Within the entries that follow, report how many lines contain the word "shorts", giving the number by itself.

EXERCISE INPUT:
Segment Open
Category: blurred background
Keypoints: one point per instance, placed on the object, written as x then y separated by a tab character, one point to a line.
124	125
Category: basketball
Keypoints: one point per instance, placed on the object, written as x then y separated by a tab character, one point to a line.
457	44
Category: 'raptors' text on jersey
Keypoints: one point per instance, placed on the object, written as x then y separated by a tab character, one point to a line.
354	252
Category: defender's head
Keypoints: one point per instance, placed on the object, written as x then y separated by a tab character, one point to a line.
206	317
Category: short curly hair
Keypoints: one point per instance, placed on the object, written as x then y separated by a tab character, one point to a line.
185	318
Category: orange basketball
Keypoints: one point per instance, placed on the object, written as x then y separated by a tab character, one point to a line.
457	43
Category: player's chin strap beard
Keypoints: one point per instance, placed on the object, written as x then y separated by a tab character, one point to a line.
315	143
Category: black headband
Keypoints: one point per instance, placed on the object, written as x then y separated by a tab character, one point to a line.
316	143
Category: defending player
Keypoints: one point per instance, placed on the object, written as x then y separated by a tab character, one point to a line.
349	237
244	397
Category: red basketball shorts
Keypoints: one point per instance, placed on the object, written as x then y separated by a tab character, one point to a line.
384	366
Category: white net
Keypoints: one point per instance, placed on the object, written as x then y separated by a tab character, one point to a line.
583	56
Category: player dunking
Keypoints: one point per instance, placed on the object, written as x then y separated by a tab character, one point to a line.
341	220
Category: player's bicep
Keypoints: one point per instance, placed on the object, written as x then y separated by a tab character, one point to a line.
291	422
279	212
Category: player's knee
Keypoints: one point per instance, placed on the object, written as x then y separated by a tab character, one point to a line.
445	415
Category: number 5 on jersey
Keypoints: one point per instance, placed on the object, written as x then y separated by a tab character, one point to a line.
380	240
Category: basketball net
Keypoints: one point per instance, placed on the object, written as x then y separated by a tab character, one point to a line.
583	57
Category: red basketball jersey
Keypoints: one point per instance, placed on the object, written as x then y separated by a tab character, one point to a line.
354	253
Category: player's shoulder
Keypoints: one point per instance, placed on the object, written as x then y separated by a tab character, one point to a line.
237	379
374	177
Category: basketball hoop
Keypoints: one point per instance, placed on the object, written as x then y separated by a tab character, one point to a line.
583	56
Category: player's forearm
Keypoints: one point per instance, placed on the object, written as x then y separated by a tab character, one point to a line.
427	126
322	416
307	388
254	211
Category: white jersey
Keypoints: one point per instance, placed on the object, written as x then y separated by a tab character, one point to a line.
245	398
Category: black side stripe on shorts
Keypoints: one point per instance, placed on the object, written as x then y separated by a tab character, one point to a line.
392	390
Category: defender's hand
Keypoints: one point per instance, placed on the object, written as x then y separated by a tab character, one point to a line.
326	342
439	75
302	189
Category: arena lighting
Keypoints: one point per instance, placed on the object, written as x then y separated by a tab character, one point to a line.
Segment Closed
EXERCISE RESPONSE: 2